DESCRIPTION OF THE TASK:
Copy the portion that opens with the line containing "Find the white window frame." and closes with the line containing "xmin=447 ymin=128 xmax=639 ymax=305", substituting "beige" for each "white" and leaving everything else unchanged.

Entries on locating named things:
_ _ _
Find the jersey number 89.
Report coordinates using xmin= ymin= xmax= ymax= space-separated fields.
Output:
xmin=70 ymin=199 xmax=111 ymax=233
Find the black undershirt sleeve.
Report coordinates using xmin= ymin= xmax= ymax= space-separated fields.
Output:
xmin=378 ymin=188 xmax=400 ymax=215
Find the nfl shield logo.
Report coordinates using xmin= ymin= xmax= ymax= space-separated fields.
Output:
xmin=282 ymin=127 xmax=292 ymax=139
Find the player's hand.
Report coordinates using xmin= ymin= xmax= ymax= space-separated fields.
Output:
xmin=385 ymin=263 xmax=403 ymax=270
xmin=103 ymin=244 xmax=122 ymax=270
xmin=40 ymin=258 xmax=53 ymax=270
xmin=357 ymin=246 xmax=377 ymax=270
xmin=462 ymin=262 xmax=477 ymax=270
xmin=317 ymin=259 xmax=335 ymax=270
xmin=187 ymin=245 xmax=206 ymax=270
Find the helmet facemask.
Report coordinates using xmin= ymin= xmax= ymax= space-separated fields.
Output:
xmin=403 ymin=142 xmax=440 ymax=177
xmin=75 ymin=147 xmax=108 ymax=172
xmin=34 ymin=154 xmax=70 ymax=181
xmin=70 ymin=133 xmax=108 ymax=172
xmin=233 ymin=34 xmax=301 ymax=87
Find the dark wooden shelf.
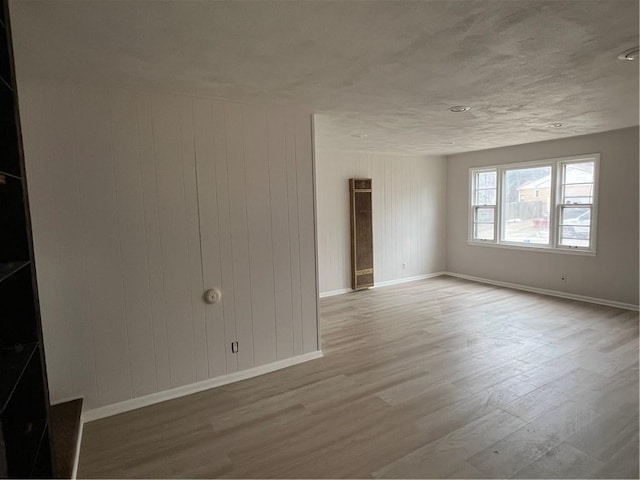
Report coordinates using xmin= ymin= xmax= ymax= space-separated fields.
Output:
xmin=0 ymin=261 xmax=31 ymax=283
xmin=0 ymin=343 xmax=38 ymax=416
xmin=0 ymin=0 xmax=54 ymax=478
xmin=3 ymin=419 xmax=48 ymax=478
xmin=49 ymin=398 xmax=82 ymax=478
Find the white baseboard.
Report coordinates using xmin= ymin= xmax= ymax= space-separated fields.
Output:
xmin=71 ymin=419 xmax=84 ymax=480
xmin=320 ymin=288 xmax=351 ymax=298
xmin=320 ymin=272 xmax=445 ymax=298
xmin=373 ymin=272 xmax=445 ymax=288
xmin=443 ymin=272 xmax=638 ymax=311
xmin=82 ymin=350 xmax=322 ymax=422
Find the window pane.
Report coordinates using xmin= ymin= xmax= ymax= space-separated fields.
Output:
xmin=562 ymin=183 xmax=593 ymax=203
xmin=502 ymin=166 xmax=551 ymax=245
xmin=476 ymin=171 xmax=497 ymax=188
xmin=475 ymin=208 xmax=494 ymax=223
xmin=560 ymin=207 xmax=591 ymax=226
xmin=564 ymin=162 xmax=594 ymax=183
xmin=476 ymin=189 xmax=496 ymax=205
xmin=560 ymin=225 xmax=591 ymax=247
xmin=473 ymin=223 xmax=494 ymax=240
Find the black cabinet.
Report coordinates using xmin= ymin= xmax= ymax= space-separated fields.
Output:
xmin=0 ymin=0 xmax=54 ymax=478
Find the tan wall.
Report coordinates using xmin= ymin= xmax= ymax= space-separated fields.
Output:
xmin=447 ymin=127 xmax=639 ymax=305
xmin=316 ymin=150 xmax=446 ymax=293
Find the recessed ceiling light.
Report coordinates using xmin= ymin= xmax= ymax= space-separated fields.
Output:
xmin=618 ymin=47 xmax=640 ymax=61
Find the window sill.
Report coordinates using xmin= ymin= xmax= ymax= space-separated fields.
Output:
xmin=467 ymin=240 xmax=596 ymax=257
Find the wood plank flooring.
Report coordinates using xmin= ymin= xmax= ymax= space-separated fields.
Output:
xmin=79 ymin=277 xmax=638 ymax=478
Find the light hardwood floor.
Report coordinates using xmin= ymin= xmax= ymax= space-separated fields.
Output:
xmin=79 ymin=277 xmax=638 ymax=478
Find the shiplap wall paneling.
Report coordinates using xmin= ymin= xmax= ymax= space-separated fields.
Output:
xmin=74 ymin=88 xmax=132 ymax=404
xmin=107 ymin=89 xmax=157 ymax=396
xmin=296 ymin=111 xmax=318 ymax=353
xmin=316 ymin=150 xmax=445 ymax=292
xmin=180 ymin=97 xmax=209 ymax=381
xmin=21 ymin=82 xmax=317 ymax=409
xmin=242 ymin=105 xmax=277 ymax=365
xmin=23 ymin=84 xmax=73 ymax=404
xmin=193 ymin=97 xmax=229 ymax=377
xmin=267 ymin=108 xmax=294 ymax=360
xmin=137 ymin=92 xmax=171 ymax=394
xmin=285 ymin=110 xmax=304 ymax=355
xmin=211 ymin=101 xmax=238 ymax=373
xmin=224 ymin=104 xmax=255 ymax=370
xmin=152 ymin=95 xmax=197 ymax=387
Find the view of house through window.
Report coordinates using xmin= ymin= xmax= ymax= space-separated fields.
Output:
xmin=502 ymin=167 xmax=551 ymax=245
xmin=469 ymin=154 xmax=599 ymax=251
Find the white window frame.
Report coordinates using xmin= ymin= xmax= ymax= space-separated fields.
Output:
xmin=467 ymin=153 xmax=600 ymax=256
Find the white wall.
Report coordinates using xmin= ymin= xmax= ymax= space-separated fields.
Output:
xmin=19 ymin=81 xmax=318 ymax=409
xmin=316 ymin=150 xmax=446 ymax=293
xmin=447 ymin=128 xmax=639 ymax=305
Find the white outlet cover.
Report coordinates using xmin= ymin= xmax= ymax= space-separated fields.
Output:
xmin=204 ymin=288 xmax=222 ymax=304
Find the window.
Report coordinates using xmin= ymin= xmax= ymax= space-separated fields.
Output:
xmin=469 ymin=154 xmax=599 ymax=253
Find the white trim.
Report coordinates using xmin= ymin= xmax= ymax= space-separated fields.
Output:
xmin=443 ymin=272 xmax=639 ymax=311
xmin=49 ymin=396 xmax=84 ymax=406
xmin=467 ymin=240 xmax=596 ymax=257
xmin=373 ymin=272 xmax=445 ymax=288
xmin=320 ymin=272 xmax=446 ymax=298
xmin=71 ymin=422 xmax=84 ymax=480
xmin=320 ymin=288 xmax=353 ymax=298
xmin=81 ymin=350 xmax=323 ymax=422
xmin=467 ymin=153 xmax=600 ymax=256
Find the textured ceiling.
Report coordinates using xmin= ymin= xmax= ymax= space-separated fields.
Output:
xmin=11 ymin=0 xmax=638 ymax=153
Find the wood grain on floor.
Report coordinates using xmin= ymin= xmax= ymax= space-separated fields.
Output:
xmin=78 ymin=277 xmax=638 ymax=478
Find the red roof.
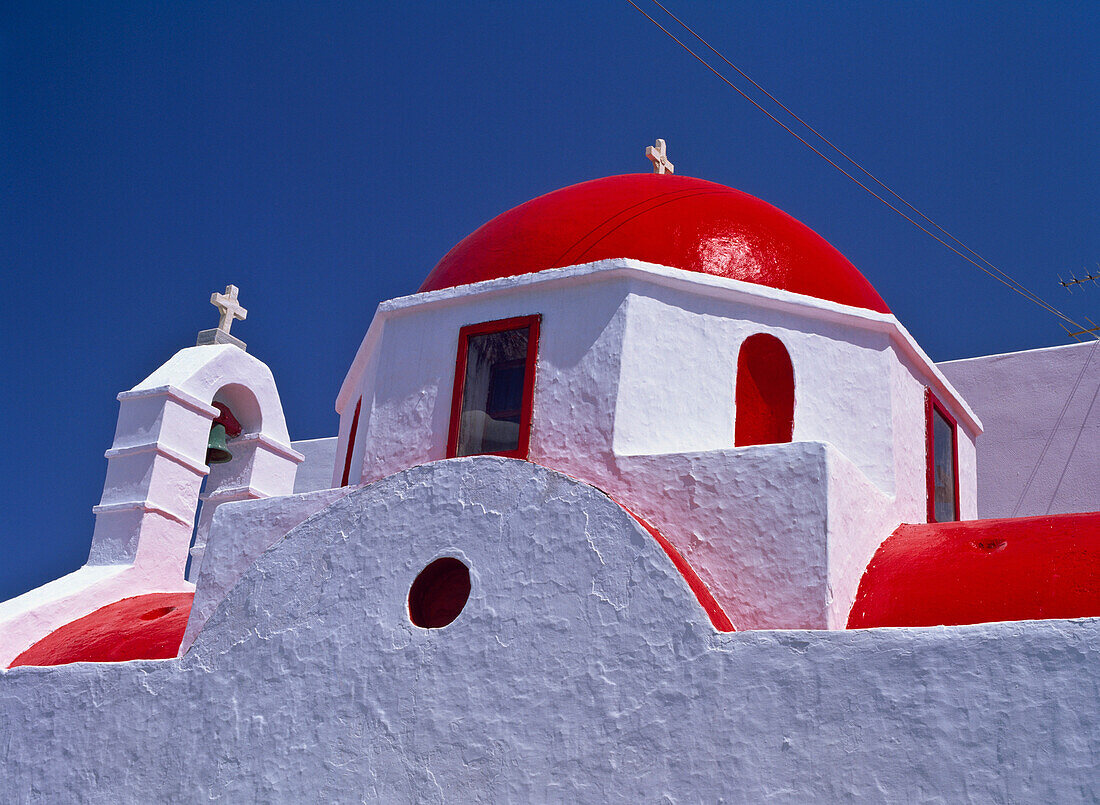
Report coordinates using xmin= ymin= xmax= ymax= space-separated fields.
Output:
xmin=11 ymin=593 xmax=195 ymax=668
xmin=420 ymin=174 xmax=890 ymax=313
xmin=848 ymin=511 xmax=1100 ymax=629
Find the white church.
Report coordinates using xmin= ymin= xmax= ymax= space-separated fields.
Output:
xmin=0 ymin=146 xmax=1100 ymax=803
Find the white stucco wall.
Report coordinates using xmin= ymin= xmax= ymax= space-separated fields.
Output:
xmin=333 ymin=260 xmax=980 ymax=629
xmin=290 ymin=437 xmax=337 ymax=494
xmin=939 ymin=341 xmax=1100 ymax=517
xmin=0 ymin=457 xmax=1100 ymax=803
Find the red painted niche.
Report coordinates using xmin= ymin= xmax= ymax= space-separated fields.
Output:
xmin=734 ymin=332 xmax=794 ymax=448
xmin=11 ymin=593 xmax=195 ymax=668
xmin=409 ymin=556 xmax=470 ymax=629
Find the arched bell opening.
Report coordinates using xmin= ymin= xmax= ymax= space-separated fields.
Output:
xmin=734 ymin=332 xmax=794 ymax=448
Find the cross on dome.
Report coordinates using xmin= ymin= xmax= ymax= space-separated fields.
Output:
xmin=210 ymin=285 xmax=249 ymax=334
xmin=646 ymin=139 xmax=675 ymax=174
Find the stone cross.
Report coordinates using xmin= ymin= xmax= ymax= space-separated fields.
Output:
xmin=646 ymin=140 xmax=675 ymax=174
xmin=210 ymin=285 xmax=249 ymax=335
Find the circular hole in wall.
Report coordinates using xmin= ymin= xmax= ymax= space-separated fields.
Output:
xmin=139 ymin=607 xmax=176 ymax=620
xmin=409 ymin=556 xmax=470 ymax=629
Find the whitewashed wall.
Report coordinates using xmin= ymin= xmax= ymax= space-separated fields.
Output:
xmin=0 ymin=457 xmax=1100 ymax=804
xmin=333 ymin=261 xmax=980 ymax=629
xmin=939 ymin=341 xmax=1100 ymax=517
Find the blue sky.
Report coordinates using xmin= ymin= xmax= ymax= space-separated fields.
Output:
xmin=0 ymin=0 xmax=1100 ymax=599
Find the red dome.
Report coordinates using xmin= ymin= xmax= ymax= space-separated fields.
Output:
xmin=420 ymin=174 xmax=890 ymax=313
xmin=11 ymin=593 xmax=195 ymax=668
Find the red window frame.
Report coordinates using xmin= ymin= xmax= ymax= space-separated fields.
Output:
xmin=924 ymin=388 xmax=963 ymax=522
xmin=340 ymin=397 xmax=363 ymax=486
xmin=447 ymin=313 xmax=542 ymax=459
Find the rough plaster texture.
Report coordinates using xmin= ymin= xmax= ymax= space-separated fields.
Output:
xmin=331 ymin=260 xmax=980 ymax=629
xmin=0 ymin=345 xmax=303 ymax=668
xmin=939 ymin=341 xmax=1100 ymax=517
xmin=0 ymin=457 xmax=1100 ymax=803
xmin=290 ymin=437 xmax=337 ymax=495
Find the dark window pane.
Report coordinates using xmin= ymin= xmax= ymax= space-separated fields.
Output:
xmin=458 ymin=327 xmax=528 ymax=455
xmin=932 ymin=408 xmax=958 ymax=522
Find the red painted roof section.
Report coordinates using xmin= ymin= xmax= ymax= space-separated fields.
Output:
xmin=420 ymin=174 xmax=890 ymax=313
xmin=848 ymin=511 xmax=1100 ymax=629
xmin=11 ymin=593 xmax=195 ymax=668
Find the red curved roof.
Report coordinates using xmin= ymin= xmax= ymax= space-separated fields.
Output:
xmin=420 ymin=174 xmax=890 ymax=313
xmin=11 ymin=593 xmax=195 ymax=668
xmin=848 ymin=511 xmax=1100 ymax=629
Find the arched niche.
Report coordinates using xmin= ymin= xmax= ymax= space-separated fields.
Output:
xmin=734 ymin=333 xmax=794 ymax=448
xmin=88 ymin=345 xmax=303 ymax=580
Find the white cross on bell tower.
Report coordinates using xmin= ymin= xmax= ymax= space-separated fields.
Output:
xmin=196 ymin=285 xmax=249 ymax=350
xmin=646 ymin=140 xmax=675 ymax=174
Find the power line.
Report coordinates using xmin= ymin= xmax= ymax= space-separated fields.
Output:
xmin=627 ymin=0 xmax=1100 ymax=340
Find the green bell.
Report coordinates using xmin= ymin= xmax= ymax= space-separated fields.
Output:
xmin=207 ymin=422 xmax=233 ymax=464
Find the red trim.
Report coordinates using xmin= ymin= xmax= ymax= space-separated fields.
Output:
xmin=924 ymin=388 xmax=963 ymax=522
xmin=447 ymin=313 xmax=542 ymax=459
xmin=11 ymin=593 xmax=195 ymax=668
xmin=612 ymin=510 xmax=737 ymax=631
xmin=340 ymin=397 xmax=363 ymax=486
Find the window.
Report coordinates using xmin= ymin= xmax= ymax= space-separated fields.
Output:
xmin=925 ymin=389 xmax=959 ymax=522
xmin=447 ymin=316 xmax=540 ymax=459
xmin=734 ymin=332 xmax=794 ymax=448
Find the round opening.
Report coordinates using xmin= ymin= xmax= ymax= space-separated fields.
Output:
xmin=409 ymin=556 xmax=470 ymax=629
xmin=139 ymin=607 xmax=175 ymax=620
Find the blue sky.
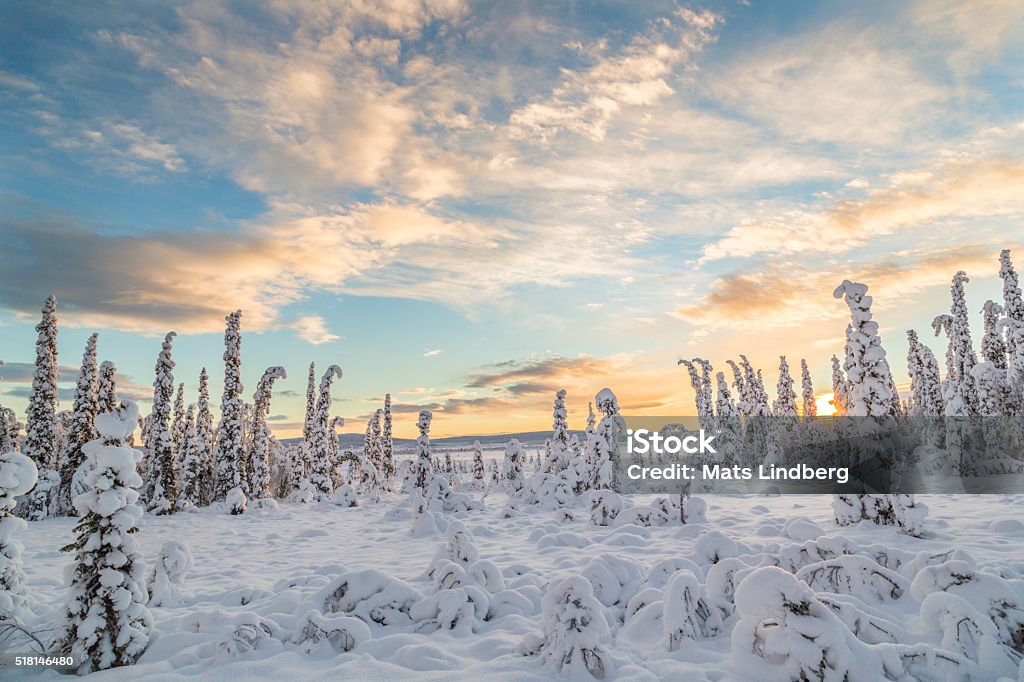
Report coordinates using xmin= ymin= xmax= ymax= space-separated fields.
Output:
xmin=0 ymin=0 xmax=1024 ymax=435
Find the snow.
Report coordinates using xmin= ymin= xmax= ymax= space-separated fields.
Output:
xmin=17 ymin=492 xmax=1024 ymax=680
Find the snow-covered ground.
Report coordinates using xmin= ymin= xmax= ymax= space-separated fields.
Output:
xmin=12 ymin=493 xmax=1024 ymax=680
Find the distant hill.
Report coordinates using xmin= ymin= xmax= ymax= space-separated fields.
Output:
xmin=282 ymin=431 xmax=586 ymax=450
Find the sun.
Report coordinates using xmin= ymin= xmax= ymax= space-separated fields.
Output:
xmin=814 ymin=392 xmax=836 ymax=417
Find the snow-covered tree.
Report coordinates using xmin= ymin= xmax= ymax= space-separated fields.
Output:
xmin=981 ymin=301 xmax=1007 ymax=370
xmin=96 ymin=360 xmax=121 ymax=415
xmin=22 ymin=296 xmax=59 ymax=520
xmin=946 ymin=270 xmax=978 ymax=417
xmin=0 ymin=447 xmax=39 ymax=623
xmin=145 ymin=540 xmax=193 ymax=606
xmin=171 ymin=383 xmax=187 ymax=470
xmin=833 ymin=280 xmax=927 ymax=535
xmin=773 ymin=355 xmax=797 ymax=417
xmin=834 ymin=280 xmax=892 ymax=417
xmin=362 ymin=410 xmax=384 ymax=471
xmin=999 ymin=249 xmax=1024 ymax=357
xmin=726 ymin=359 xmax=754 ymax=417
xmin=587 ymin=388 xmax=626 ymax=488
xmin=906 ymin=329 xmax=944 ymax=417
xmin=381 ymin=393 xmax=394 ymax=477
xmin=473 ymin=440 xmax=483 ymax=485
xmin=178 ymin=404 xmax=200 ymax=509
xmin=502 ymin=438 xmax=526 ymax=495
xmin=302 ymin=363 xmax=316 ymax=442
xmin=57 ymin=334 xmax=99 ymax=515
xmin=309 ymin=365 xmax=342 ymax=501
xmin=523 ymin=576 xmax=610 ymax=679
xmin=145 ymin=332 xmax=177 ymax=514
xmin=544 ymin=388 xmax=571 ymax=474
xmin=0 ymin=407 xmax=19 ymax=453
xmin=414 ymin=410 xmax=433 ymax=493
xmin=676 ymin=357 xmax=715 ymax=429
xmin=196 ymin=367 xmax=217 ymax=504
xmin=214 ymin=310 xmax=245 ymax=500
xmin=828 ymin=355 xmax=850 ymax=417
xmin=57 ymin=401 xmax=150 ymax=674
xmin=800 ymin=357 xmax=818 ymax=419
xmin=248 ymin=367 xmax=288 ymax=500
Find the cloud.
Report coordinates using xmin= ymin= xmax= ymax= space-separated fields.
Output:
xmin=908 ymin=0 xmax=1024 ymax=79
xmin=708 ymin=18 xmax=951 ymax=145
xmin=509 ymin=9 xmax=722 ymax=141
xmin=701 ymin=147 xmax=1024 ymax=262
xmin=674 ymin=240 xmax=1008 ymax=330
xmin=289 ymin=315 xmax=341 ymax=345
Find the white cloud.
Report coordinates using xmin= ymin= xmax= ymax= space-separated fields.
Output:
xmin=289 ymin=315 xmax=341 ymax=345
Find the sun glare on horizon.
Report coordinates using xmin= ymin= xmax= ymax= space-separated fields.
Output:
xmin=814 ymin=391 xmax=836 ymax=417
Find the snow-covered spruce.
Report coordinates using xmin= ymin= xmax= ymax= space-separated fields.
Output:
xmin=57 ymin=402 xmax=153 ymax=674
xmin=144 ymin=332 xmax=177 ymax=514
xmin=772 ymin=355 xmax=797 ymax=418
xmin=588 ymin=489 xmax=623 ymax=525
xmin=523 ymin=576 xmax=610 ymax=679
xmin=381 ymin=393 xmax=395 ymax=481
xmin=309 ymin=365 xmax=342 ymax=501
xmin=999 ymin=249 xmax=1024 ymax=357
xmin=177 ymin=404 xmax=200 ymax=510
xmin=362 ymin=410 xmax=383 ymax=471
xmin=413 ymin=410 xmax=433 ymax=492
xmin=145 ymin=540 xmax=193 ymax=606
xmin=171 ymin=383 xmax=188 ymax=478
xmin=56 ymin=334 xmax=99 ymax=515
xmin=473 ymin=440 xmax=484 ymax=487
xmin=247 ymin=367 xmax=288 ymax=500
xmin=22 ymin=296 xmax=59 ymax=520
xmin=906 ymin=329 xmax=944 ymax=417
xmin=196 ymin=367 xmax=217 ymax=505
xmin=214 ymin=310 xmax=245 ymax=500
xmin=502 ymin=438 xmax=526 ymax=495
xmin=96 ymin=360 xmax=121 ymax=415
xmin=0 ymin=449 xmax=38 ymax=623
xmin=224 ymin=486 xmax=249 ymax=516
xmin=587 ymin=388 xmax=626 ymax=488
xmin=833 ymin=280 xmax=928 ymax=536
xmin=800 ymin=357 xmax=818 ymax=419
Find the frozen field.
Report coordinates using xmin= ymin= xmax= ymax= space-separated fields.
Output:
xmin=14 ymin=493 xmax=1024 ymax=680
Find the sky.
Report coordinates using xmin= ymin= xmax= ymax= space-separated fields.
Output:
xmin=0 ymin=0 xmax=1024 ymax=437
_ _ _
RESPONSE TO THE TASK:
Find the beige window frame.
Report coordinates using xmin= ymin= xmax= ymax= space-separated fields.
Output:
xmin=467 ymin=153 xmax=600 ymax=256
Find the beige wall.
Report coordinates using xmin= ymin= xmax= ymax= space-separated fields.
Output:
xmin=19 ymin=81 xmax=318 ymax=409
xmin=316 ymin=150 xmax=446 ymax=293
xmin=447 ymin=128 xmax=639 ymax=305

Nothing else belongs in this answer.